— Begin Supplied passage —
Iron is great for your blood. Without it, you are potentially at risk for anemia, which causes weakness, fatigue, dizziness and more. If you’re dropping meat from your diet, dark leafy greens, beans and tofu are also sources of iron. But you’ll need to have a lot of these plant-based foods in your diet - iron found in plants is not as easily absorbed into the blood as the iron from meat.

This mineral is a big help to your immune system. You can find lots of zinc in dairy, nuts, seeds, legumes and whole grains – not to be confused with refined grains often found in bread and pasta.

Vegetarian Recipes
We’ve found some great recipes that cover a full day to get you started with your vegetarian journey.

Egg and Veggie Scramble


  • 6 eggs
  • 60 mL (1/4 cup) skim milk
  • 1 mL (1/4 tsp) ground black pepper
  • 5 mL (1 tsp) canola oil
  • 375 mL (1 1/2 cups) mixed frozen or fresh vegetables (such as onions, bell peppers, mushrooms)


  1. In a bowl, beat together the eggs, milk and ground black pepper
  2. Add oil to a non-stick skillet and heat on medium heat. Add the mixed vegetables and cook for 2-3 minutes stirring until they are tender
  3. Reduce heat and pour the egg mixture over the vegetables. Continue cooking, without stirring, for 3 minutes or until the eggs start to set. Gently push the egg and vegetable mixture towards the centre of the pan and fold over.
  4. Continue gently folding the eggs until they are cooked through, about 3-5 minutes more. Remove from heat and serve immediately.


Carrot Ginger Lentil Soup


  • 10 mL (2 tsp) canola oil
  • 1 onion, chopped
  • 2 cloves garlic, minced
  • 30 mL (2 tbsp) fresh ginger, finely grated
  • 5 mL (1 tsp) ground cumin
  • 1 mL (¼ tsp) black pepper
  • 5 large carrots, peeled and chopped
  • 250 mL (1 cup) dry red lentils, rinsed
  • 5 cups vegetable broth, no added salt


  1. Heat oil in a large pot. Add onions and sauté over medium heat, stirring often, for about 2 minutes.
  2. Add garlic, ginger, cumin, black pepper and carrots and sauté for another 2 minutes, stirring frequently.
  3. Add lentils and stir to combine. Add vegetable broth and bring to a boil.
  4. Turn down heat and simmer, covered, for about 25 minutes, until lentils are cooked and carrots are soft.
  5. Remove from heat. Ladle into blender in batches or alternatively, using an immersion blender, puree soup until smooth.
— End Supplied passage —
— Begin Extracted material —
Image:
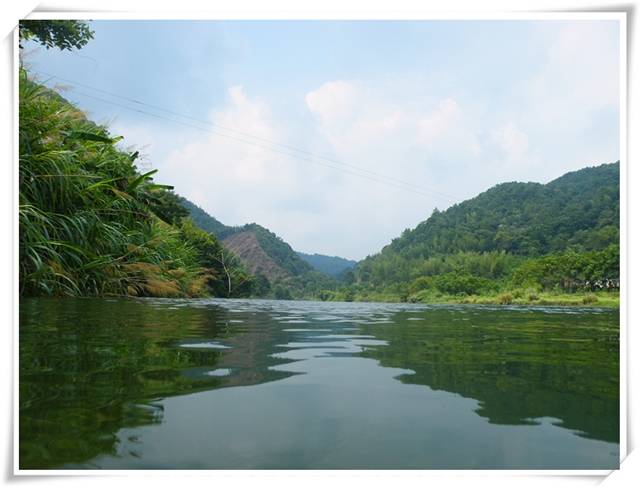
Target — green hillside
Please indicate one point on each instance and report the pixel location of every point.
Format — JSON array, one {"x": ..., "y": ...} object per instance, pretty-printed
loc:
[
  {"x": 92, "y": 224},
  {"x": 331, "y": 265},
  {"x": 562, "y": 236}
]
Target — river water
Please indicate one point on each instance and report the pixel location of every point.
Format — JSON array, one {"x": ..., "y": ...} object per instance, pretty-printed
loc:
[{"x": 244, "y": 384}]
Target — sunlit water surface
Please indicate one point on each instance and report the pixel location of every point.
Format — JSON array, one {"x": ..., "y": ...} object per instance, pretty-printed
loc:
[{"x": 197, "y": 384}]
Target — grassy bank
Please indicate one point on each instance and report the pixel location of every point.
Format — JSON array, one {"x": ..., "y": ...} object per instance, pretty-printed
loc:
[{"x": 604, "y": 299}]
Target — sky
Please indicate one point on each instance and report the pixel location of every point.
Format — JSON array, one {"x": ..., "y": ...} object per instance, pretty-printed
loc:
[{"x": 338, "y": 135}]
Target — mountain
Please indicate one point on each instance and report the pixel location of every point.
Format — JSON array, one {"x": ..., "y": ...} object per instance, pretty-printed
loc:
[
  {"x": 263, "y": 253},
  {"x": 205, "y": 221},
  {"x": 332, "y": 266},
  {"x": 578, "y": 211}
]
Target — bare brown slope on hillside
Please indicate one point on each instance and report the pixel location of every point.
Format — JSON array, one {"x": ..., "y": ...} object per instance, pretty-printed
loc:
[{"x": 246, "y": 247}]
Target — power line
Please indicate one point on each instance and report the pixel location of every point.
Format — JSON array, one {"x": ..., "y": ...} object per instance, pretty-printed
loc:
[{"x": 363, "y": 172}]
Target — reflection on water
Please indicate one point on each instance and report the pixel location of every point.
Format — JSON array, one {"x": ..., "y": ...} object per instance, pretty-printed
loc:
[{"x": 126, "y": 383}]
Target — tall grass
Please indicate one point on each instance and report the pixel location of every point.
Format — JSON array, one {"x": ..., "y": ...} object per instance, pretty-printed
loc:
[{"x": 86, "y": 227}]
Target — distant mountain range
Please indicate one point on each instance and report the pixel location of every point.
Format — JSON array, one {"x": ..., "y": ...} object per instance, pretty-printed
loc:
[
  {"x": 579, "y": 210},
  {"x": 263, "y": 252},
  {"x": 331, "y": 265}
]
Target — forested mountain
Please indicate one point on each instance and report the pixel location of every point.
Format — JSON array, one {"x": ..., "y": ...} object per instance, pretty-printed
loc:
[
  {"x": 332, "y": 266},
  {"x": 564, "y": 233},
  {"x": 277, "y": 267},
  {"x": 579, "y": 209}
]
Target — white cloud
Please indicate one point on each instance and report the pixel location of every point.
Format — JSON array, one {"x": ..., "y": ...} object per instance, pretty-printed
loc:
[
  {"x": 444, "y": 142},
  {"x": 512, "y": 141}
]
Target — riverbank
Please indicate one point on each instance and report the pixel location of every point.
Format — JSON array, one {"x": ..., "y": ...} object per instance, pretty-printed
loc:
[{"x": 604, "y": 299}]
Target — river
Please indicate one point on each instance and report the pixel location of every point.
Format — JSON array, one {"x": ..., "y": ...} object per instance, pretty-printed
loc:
— End Extracted material —
## Directives
- 1) Which foods does the vegetarian eating text name as sources of zinc?
- 2) Could you reproduce the vegetarian eating text between "Egg and Veggie" and "and serve immediately.", inclusive?
These records have nothing to do with the vegetarian eating text.

## Final results
- 1) Dairy, nuts, seeds, legumes, whole grains

- 2)
Egg and Veggie Scramble


  • 6 eggs
  • 60 mL (1/4 cup) skim milk
  • 1 mL (1/4 tsp) ground black pepper
  • 5 mL (1 tsp) canola oil
  • 375 mL (1 1/2 cups) mixed frozen or fresh vegetables (such as onions, bell peppers, mushrooms)


  1. In a bowl, beat together the eggs, milk and ground black pepper
  2. Add oil to a non-stick skillet and heat on medium heat. Add the mixed vegetables and cook for 2-3 minutes stirring until they are tender
  3. Reduce heat and pour the egg mixture over the vegetables. Continue cooking, without stirring, for 3 minutes or until the eggs start to set. Gently push the egg and vegetable mixture towards the centre of the pan and fold over.
  4. Continue gently folding the eggs until they are cooked through, about 3-5 minutes more. Remove from heat and serve immediately.